▶ **PROBLEM DESCRIPTION**:
Please copy every line below that contains the string "bowl".

▶ **TASK DATA**:
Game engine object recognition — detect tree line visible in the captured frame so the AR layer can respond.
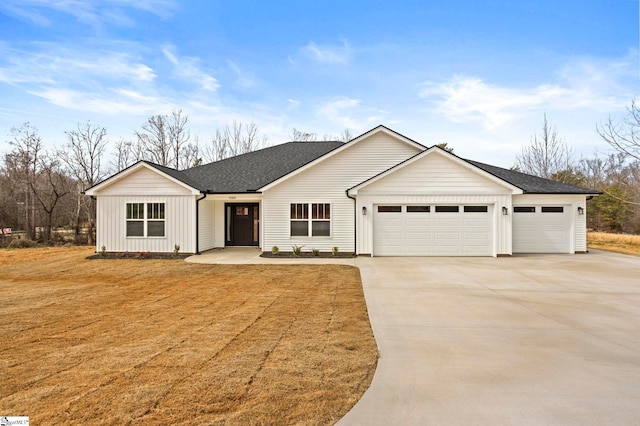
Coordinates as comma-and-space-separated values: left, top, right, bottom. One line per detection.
0, 111, 353, 245
514, 105, 640, 234
3, 102, 639, 247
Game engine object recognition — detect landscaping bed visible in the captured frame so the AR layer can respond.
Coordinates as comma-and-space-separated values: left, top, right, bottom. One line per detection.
260, 251, 356, 258
86, 252, 191, 260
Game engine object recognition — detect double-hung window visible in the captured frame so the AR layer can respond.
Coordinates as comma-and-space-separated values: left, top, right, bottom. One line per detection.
126, 203, 145, 237
147, 203, 165, 236
290, 203, 309, 236
290, 203, 331, 237
311, 203, 330, 236
126, 202, 165, 237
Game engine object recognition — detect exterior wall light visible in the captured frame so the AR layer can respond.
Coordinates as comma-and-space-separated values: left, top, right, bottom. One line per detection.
502, 206, 508, 215
362, 206, 367, 215
577, 206, 584, 215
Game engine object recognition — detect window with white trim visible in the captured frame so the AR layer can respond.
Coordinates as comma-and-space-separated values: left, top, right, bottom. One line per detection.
126, 202, 165, 237
126, 203, 144, 237
290, 203, 331, 237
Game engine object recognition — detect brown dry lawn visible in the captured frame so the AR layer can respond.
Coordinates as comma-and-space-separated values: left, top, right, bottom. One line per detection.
0, 247, 378, 425
587, 231, 640, 256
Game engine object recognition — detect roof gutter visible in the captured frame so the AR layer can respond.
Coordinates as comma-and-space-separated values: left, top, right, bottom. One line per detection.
195, 192, 207, 254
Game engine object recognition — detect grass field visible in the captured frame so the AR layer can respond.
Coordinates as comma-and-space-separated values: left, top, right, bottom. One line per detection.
0, 247, 378, 425
587, 232, 640, 256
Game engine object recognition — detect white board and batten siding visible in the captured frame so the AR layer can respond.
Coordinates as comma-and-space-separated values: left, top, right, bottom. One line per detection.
353, 152, 516, 256
96, 196, 195, 253
512, 194, 587, 254
94, 166, 197, 253
198, 199, 215, 252
97, 167, 193, 196
261, 132, 422, 253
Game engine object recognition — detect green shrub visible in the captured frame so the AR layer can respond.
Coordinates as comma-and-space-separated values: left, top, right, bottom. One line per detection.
292, 245, 303, 256
332, 246, 339, 256
173, 244, 181, 256
311, 248, 320, 256
271, 246, 279, 255
99, 245, 107, 256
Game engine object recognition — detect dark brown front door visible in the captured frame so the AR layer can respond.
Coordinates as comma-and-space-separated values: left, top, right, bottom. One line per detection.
226, 203, 259, 246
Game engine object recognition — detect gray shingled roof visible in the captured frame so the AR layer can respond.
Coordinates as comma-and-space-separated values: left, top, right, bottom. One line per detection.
179, 141, 344, 192
145, 162, 202, 190
466, 160, 598, 194
135, 141, 597, 195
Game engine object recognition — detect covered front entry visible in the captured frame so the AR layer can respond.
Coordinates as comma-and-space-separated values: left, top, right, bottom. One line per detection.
373, 204, 492, 256
225, 203, 259, 246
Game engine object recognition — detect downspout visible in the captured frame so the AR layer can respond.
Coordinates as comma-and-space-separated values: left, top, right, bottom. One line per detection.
195, 192, 207, 255
90, 195, 97, 252
346, 190, 357, 255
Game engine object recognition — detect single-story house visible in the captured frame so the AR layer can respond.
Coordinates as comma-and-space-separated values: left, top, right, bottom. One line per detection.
84, 125, 598, 257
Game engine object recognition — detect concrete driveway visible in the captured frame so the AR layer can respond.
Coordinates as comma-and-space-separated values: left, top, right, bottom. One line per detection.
338, 250, 640, 426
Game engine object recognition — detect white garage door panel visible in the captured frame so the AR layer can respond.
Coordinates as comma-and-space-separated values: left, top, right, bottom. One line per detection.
435, 232, 460, 241
374, 206, 492, 256
406, 246, 434, 255
435, 218, 461, 226
513, 206, 570, 253
464, 232, 489, 241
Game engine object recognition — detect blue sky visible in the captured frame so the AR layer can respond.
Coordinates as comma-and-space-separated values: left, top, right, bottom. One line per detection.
0, 0, 637, 167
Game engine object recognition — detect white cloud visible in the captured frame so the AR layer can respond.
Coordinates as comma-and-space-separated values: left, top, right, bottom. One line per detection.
0, 3, 51, 26
419, 76, 568, 129
287, 99, 301, 110
0, 0, 177, 27
29, 87, 172, 115
162, 46, 219, 92
227, 60, 257, 89
0, 45, 156, 85
419, 56, 634, 130
317, 97, 385, 130
301, 40, 351, 64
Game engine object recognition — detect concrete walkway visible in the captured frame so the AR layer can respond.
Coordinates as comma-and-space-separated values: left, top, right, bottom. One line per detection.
186, 249, 640, 425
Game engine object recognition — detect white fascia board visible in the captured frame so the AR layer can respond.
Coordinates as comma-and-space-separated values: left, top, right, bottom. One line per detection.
347, 148, 524, 196
84, 162, 200, 196
258, 125, 426, 192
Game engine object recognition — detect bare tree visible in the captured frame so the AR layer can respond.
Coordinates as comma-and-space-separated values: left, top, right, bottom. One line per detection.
598, 100, 640, 161
112, 139, 143, 172
59, 121, 109, 244
203, 122, 267, 163
515, 114, 574, 181
290, 128, 318, 142
290, 127, 353, 142
30, 154, 71, 243
136, 114, 170, 166
578, 153, 640, 232
5, 123, 43, 240
338, 128, 353, 142
135, 109, 198, 169
435, 142, 454, 153
206, 128, 231, 162
0, 168, 21, 243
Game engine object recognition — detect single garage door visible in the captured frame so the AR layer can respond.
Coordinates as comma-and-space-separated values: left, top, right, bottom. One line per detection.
373, 205, 492, 256
512, 205, 571, 253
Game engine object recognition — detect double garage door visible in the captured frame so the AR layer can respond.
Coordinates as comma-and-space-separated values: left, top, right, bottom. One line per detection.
512, 205, 570, 253
373, 205, 492, 256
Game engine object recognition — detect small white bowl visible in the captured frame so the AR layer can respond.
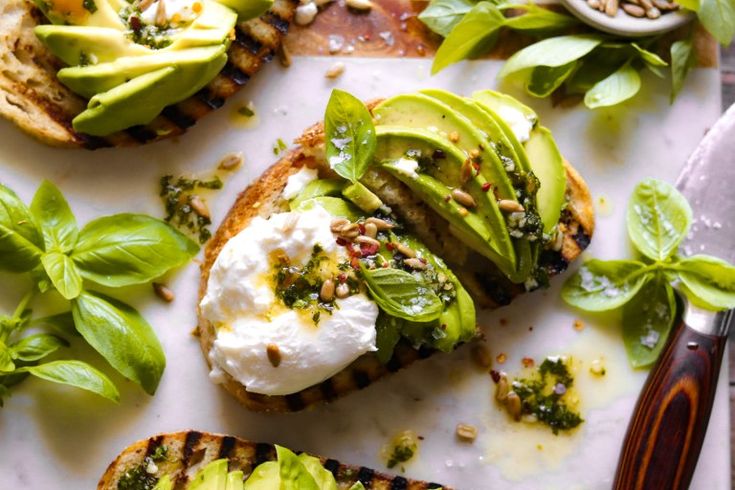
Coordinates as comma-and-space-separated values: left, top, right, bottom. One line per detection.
560, 0, 695, 37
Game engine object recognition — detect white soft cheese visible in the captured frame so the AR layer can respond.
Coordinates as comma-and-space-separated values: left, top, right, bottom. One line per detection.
199, 206, 378, 396
392, 157, 419, 178
141, 0, 200, 25
494, 104, 534, 143
282, 166, 319, 200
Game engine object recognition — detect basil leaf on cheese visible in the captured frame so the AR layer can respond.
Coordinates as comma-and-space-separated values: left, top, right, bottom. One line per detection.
360, 265, 443, 322
324, 89, 377, 184
71, 213, 199, 287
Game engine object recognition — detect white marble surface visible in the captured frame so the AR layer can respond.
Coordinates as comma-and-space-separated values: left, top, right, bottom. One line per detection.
0, 57, 728, 489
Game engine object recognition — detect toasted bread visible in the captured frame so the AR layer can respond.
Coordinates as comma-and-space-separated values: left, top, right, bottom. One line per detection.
197, 102, 595, 412
0, 0, 296, 148
98, 430, 446, 489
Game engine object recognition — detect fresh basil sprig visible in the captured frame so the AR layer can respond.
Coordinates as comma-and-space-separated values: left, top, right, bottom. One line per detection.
562, 179, 735, 368
324, 89, 377, 183
0, 180, 198, 405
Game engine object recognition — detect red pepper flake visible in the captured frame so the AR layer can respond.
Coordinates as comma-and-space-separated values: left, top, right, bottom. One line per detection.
385, 242, 395, 251
358, 223, 366, 234
360, 242, 379, 256
350, 256, 360, 269
521, 357, 535, 368
338, 273, 347, 283
482, 182, 492, 192
490, 370, 501, 383
336, 237, 349, 246
382, 262, 389, 268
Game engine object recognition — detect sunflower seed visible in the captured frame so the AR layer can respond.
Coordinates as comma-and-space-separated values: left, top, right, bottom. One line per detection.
451, 188, 477, 208
153, 283, 174, 303
366, 217, 394, 230
495, 374, 509, 402
646, 5, 661, 17
455, 424, 478, 442
498, 199, 524, 213
325, 62, 346, 79
404, 258, 427, 270
621, 2, 646, 15
364, 222, 378, 238
345, 0, 372, 11
470, 343, 492, 369
320, 279, 335, 302
278, 43, 292, 68
394, 242, 416, 258
605, 0, 618, 16
355, 235, 380, 247
266, 344, 282, 367
506, 392, 522, 421
218, 152, 243, 170
189, 195, 210, 219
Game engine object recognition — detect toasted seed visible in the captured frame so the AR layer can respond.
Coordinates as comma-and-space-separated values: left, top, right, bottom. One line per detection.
598, 0, 607, 11
138, 0, 155, 10
506, 392, 522, 421
330, 217, 350, 232
153, 283, 175, 303
456, 423, 478, 442
189, 195, 210, 219
266, 343, 282, 367
495, 375, 509, 402
404, 258, 427, 270
345, 0, 372, 10
605, 0, 618, 16
336, 282, 350, 298
394, 242, 416, 258
278, 43, 292, 68
320, 279, 336, 302
451, 188, 477, 208
364, 222, 378, 238
587, 0, 600, 7
355, 235, 380, 247
448, 131, 460, 143
155, 0, 167, 26
366, 217, 394, 230
639, 0, 654, 8
470, 343, 492, 369
325, 62, 346, 79
652, 0, 677, 9
498, 199, 524, 213
338, 223, 360, 238
469, 148, 481, 160
219, 152, 243, 170
645, 5, 661, 17
622, 3, 645, 15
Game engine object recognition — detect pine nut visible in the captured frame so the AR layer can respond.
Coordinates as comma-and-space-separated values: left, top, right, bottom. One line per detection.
456, 423, 478, 442
330, 218, 350, 232
404, 258, 427, 270
355, 235, 380, 247
605, 0, 618, 16
506, 392, 522, 421
218, 152, 243, 170
266, 343, 282, 367
498, 199, 524, 213
495, 375, 509, 402
451, 188, 476, 208
646, 6, 661, 17
153, 283, 174, 303
394, 242, 416, 258
189, 195, 210, 219
621, 3, 645, 15
364, 222, 378, 238
336, 283, 350, 298
320, 279, 335, 302
366, 217, 394, 230
345, 0, 372, 11
325, 62, 346, 79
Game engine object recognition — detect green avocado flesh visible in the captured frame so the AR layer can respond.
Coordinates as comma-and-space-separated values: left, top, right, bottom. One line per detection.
34, 0, 268, 136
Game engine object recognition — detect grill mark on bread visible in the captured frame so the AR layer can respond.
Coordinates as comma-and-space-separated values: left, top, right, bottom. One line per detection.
391, 476, 409, 489
181, 430, 204, 471
254, 442, 274, 464
218, 436, 237, 459
145, 435, 166, 458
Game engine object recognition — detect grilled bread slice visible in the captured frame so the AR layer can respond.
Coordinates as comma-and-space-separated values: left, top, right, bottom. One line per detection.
197, 101, 595, 412
0, 0, 296, 149
98, 430, 446, 490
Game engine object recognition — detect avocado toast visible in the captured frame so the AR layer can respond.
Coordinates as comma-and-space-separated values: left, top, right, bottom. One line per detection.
0, 0, 295, 148
98, 431, 445, 489
197, 89, 594, 412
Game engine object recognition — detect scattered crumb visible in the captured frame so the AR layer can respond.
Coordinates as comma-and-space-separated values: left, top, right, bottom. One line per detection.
590, 359, 606, 376
574, 319, 585, 331
521, 357, 534, 368
496, 352, 507, 364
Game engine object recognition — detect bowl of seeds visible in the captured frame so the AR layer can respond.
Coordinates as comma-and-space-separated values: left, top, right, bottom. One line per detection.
560, 0, 695, 37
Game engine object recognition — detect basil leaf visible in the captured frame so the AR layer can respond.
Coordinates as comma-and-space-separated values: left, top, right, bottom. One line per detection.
561, 259, 650, 311
499, 34, 604, 79
375, 312, 403, 364
324, 89, 377, 183
0, 184, 44, 272
276, 446, 320, 490
418, 0, 475, 36
622, 274, 676, 368
432, 2, 506, 74
348, 483, 366, 490
71, 214, 199, 287
72, 291, 165, 395
627, 178, 692, 261
527, 61, 577, 97
32, 312, 78, 338
584, 64, 641, 109
698, 0, 735, 44
360, 265, 443, 322
22, 360, 119, 402
671, 38, 696, 101
631, 43, 668, 67
10, 333, 69, 362
676, 255, 735, 310
503, 4, 579, 33
30, 180, 78, 253
41, 252, 83, 300
0, 343, 15, 372
565, 45, 629, 94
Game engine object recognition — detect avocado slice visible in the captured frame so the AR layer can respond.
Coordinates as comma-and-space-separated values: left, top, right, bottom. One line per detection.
34, 26, 149, 66
373, 94, 517, 202
289, 179, 347, 209
72, 48, 227, 135
59, 45, 228, 99
471, 90, 538, 143
243, 461, 279, 489
293, 196, 363, 221
152, 475, 173, 490
374, 125, 517, 277
189, 459, 228, 490
523, 127, 566, 233
215, 0, 274, 20
226, 471, 245, 490
342, 182, 383, 213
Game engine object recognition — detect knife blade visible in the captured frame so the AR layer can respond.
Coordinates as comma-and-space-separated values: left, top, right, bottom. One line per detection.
614, 104, 735, 490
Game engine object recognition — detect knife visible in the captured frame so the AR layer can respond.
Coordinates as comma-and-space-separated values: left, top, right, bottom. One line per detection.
613, 103, 735, 490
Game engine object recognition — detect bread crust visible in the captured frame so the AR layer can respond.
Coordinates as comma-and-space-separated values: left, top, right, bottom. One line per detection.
97, 430, 447, 489
197, 115, 595, 413
0, 0, 296, 148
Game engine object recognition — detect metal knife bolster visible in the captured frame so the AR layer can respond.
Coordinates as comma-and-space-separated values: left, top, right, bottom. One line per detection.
683, 298, 734, 337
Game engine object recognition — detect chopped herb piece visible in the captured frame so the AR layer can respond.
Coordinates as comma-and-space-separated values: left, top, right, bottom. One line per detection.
273, 138, 288, 155
159, 175, 223, 244
150, 444, 168, 462
384, 430, 419, 469
82, 0, 97, 13
238, 106, 255, 117
117, 464, 158, 490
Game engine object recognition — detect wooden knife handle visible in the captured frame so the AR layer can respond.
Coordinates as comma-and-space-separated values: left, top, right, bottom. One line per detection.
613, 320, 726, 490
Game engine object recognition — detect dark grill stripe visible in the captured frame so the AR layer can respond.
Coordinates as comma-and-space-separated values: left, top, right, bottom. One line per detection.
162, 105, 196, 129
352, 369, 371, 389
144, 435, 165, 457
386, 355, 403, 373
234, 29, 263, 54
218, 436, 237, 459
319, 379, 337, 401
125, 125, 157, 143
220, 62, 251, 86
573, 229, 591, 250
181, 431, 203, 469
357, 467, 374, 485
262, 12, 289, 33
428, 484, 444, 489
81, 134, 112, 150
418, 345, 433, 359
390, 476, 408, 490
323, 459, 340, 476
255, 443, 274, 464
197, 89, 226, 110
285, 393, 306, 411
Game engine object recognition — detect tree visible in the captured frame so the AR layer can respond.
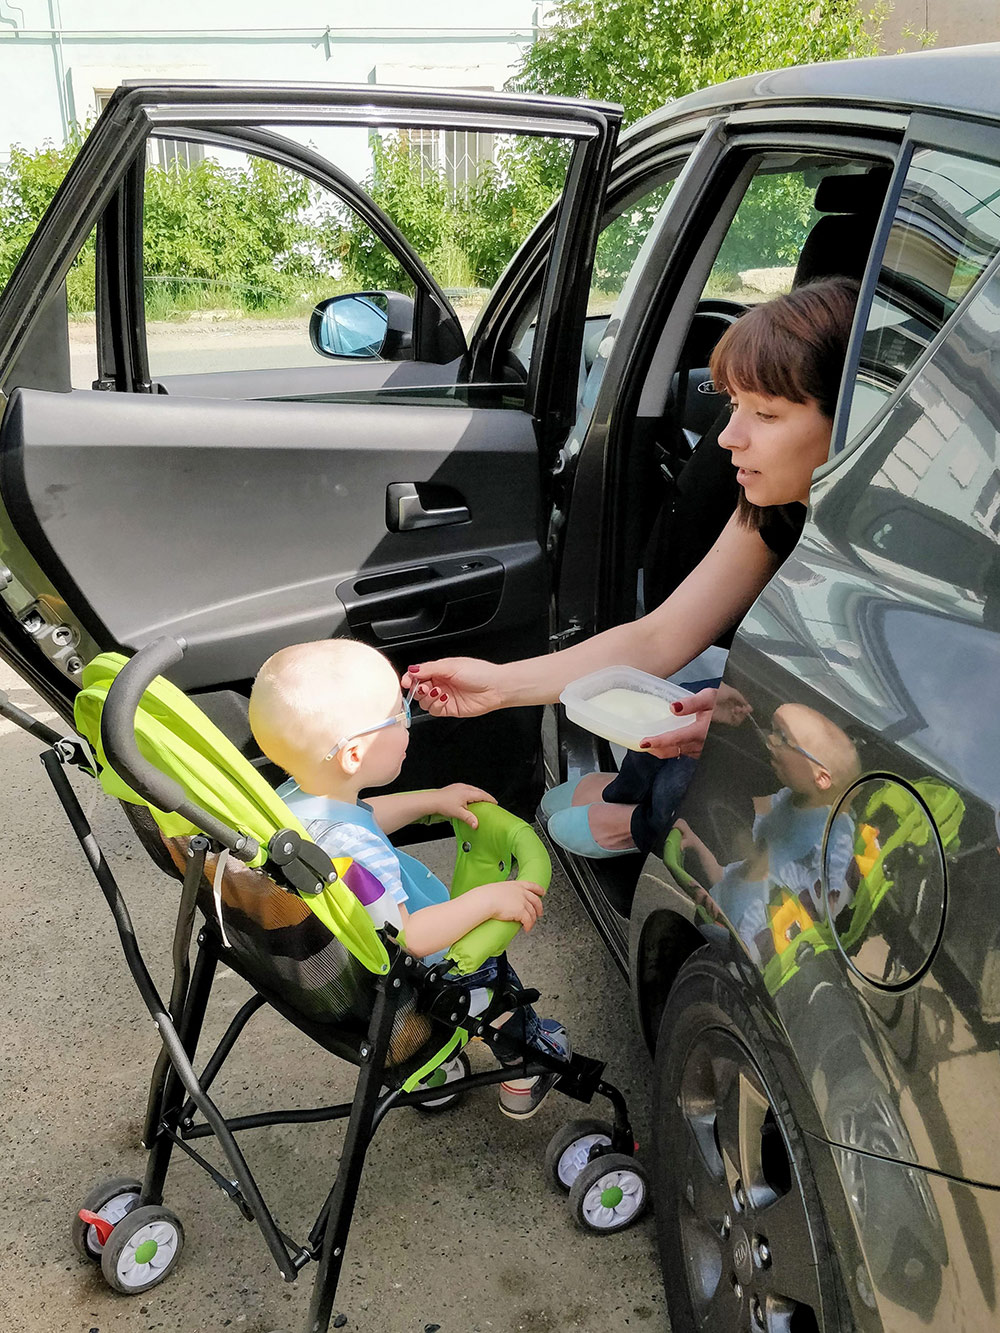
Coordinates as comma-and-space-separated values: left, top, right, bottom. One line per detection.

▶ **OUTPUT OF THE EXERCISE**:
Game engine object recognition — detect small white bowl visible in the captured frame so the AR layer can respond.
Game engine object recognition — detect bowl of seeds visible in the captured frame so the AR layer can respond.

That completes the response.